THE PROBLEM:
Format the stretch of material below, from its beginning through the line containing "point(228, 156)", as a JSON list of strings with one string per line and blank lines omitted. Leave the pictures out of the answer.

— begin —

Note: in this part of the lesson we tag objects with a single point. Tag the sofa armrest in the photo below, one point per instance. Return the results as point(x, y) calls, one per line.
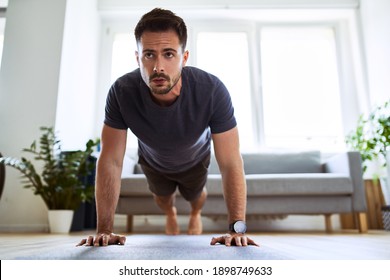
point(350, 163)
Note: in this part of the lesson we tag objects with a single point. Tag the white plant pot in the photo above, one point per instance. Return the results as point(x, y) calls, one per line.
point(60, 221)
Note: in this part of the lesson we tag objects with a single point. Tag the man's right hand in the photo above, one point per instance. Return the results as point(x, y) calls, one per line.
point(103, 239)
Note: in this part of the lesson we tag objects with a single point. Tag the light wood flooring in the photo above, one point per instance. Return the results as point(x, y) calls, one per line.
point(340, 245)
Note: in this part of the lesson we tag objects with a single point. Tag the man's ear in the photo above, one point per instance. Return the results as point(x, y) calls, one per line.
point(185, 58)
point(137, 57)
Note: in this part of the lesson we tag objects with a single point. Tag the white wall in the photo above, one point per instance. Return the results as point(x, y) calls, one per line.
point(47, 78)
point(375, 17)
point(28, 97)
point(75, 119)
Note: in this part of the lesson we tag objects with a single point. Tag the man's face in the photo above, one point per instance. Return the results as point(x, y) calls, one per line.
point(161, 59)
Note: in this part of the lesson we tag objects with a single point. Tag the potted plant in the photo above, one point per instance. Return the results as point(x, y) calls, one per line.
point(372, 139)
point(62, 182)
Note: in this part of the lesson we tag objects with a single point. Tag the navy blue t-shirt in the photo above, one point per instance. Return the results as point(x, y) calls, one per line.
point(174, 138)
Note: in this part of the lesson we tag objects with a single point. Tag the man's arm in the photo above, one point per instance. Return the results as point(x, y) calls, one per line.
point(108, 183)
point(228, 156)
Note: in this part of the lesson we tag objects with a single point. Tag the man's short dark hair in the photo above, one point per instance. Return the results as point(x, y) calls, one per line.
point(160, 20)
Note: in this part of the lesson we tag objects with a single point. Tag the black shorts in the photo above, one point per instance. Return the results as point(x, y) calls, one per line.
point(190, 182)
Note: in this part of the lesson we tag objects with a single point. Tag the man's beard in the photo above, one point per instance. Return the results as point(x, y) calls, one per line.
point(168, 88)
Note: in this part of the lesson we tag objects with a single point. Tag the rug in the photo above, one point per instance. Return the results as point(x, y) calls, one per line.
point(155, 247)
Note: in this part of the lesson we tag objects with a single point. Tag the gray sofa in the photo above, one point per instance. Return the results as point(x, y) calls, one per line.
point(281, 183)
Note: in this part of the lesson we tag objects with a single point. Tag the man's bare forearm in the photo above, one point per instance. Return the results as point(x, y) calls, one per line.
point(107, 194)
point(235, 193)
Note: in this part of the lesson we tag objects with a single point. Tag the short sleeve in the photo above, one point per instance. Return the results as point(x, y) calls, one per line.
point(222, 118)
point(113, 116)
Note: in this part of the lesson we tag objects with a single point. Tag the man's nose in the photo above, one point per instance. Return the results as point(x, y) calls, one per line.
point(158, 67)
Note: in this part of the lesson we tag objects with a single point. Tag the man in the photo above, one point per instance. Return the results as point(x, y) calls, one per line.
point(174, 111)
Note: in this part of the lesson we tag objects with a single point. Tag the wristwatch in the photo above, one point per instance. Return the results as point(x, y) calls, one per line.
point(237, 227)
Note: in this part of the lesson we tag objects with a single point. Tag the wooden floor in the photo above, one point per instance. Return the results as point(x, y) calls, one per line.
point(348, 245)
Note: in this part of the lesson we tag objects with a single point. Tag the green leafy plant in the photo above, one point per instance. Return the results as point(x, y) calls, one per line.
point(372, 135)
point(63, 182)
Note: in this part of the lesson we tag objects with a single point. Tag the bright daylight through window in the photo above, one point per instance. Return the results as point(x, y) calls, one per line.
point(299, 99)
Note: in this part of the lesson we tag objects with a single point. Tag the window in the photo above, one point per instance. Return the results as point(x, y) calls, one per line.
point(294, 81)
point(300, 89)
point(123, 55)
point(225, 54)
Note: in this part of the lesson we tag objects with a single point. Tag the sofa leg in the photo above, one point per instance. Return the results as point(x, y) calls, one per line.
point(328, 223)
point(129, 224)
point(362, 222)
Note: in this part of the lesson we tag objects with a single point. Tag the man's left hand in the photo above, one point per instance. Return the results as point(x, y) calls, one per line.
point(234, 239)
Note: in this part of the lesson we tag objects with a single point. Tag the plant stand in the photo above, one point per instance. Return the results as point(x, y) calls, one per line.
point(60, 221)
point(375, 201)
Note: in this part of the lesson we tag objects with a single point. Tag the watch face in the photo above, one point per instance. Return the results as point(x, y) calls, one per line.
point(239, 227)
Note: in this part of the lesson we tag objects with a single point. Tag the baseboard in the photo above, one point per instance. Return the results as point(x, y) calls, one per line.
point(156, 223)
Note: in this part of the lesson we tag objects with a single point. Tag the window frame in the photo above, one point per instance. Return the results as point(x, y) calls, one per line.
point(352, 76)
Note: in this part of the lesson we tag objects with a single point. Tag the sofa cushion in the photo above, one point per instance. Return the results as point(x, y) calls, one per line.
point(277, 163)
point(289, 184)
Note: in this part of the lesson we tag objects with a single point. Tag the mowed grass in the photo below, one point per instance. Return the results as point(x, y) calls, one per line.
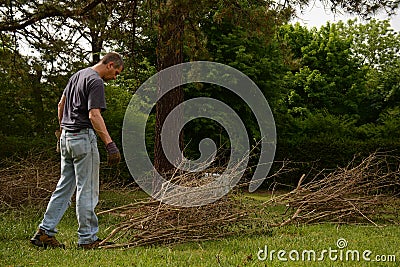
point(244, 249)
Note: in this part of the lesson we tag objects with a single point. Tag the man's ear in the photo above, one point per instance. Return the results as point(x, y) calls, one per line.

— end —

ANSWER TO THE TASK:
[
  "Note: in this part of the lesson we tag objects with a single point. Tag the sofa armrest in the photo below, one point per instance. Return the results as point(x, y) calls, one per line.",
  "point(350, 163)",
  "Note: in this part of the lesson we tag objects with a single point. Tag the white plant pot in the photo above, one point per instance. Return the results as point(x, y) calls, one per line.",
  "point(60, 221)",
  "Note: in this part of the lesson we tag objects with a single point. Tag the man's right hand in the photo above, one point per instance. Return the results as point(x, y) calls, one per line.",
  "point(103, 239)",
  "Note: in this part of the lesson we tag objects with a single point. Tag the light wood flooring in the photo above, one point per instance. Return the results as point(x, y) calls, one per line.",
  "point(340, 245)",
  "Note: in this part of the lesson we tag objects with a single point. Tag the man's ear in the photo above, one point per instance. Return the results as point(x, y) calls, one per line.",
  "point(185, 58)",
  "point(137, 57)",
  "Note: in this part of the lesson we tag objects with a single point. Tag the white wall in the photo above, one point per instance. Return the results as point(x, y) calls, one per line.",
  "point(47, 78)",
  "point(375, 17)",
  "point(28, 97)",
  "point(75, 119)",
  "Note: in this part of the lesson we tag objects with a single point. Tag the man's face in the photo above, one point per instance. Return the results as point(x, y) calls, one per line.",
  "point(161, 59)",
  "Note: in this part of the lesson we tag objects with a single point. Tag the potted plant in the photo above, one point per instance. Return the results as point(x, y) calls, one per line.",
  "point(372, 139)",
  "point(62, 182)",
  "Note: in this part of the lesson we tag objects with a single point. Tag the navy blue t-shirt in the photo above, one point per instance. Return the results as point(x, y) calls, one per line.",
  "point(174, 138)",
  "Note: in this part of the lesson we tag objects with a single point. Tag the man's arm in the photo above, one point per instance. Return the results as point(x, y) calls, one per line.",
  "point(108, 183)",
  "point(228, 156)"
]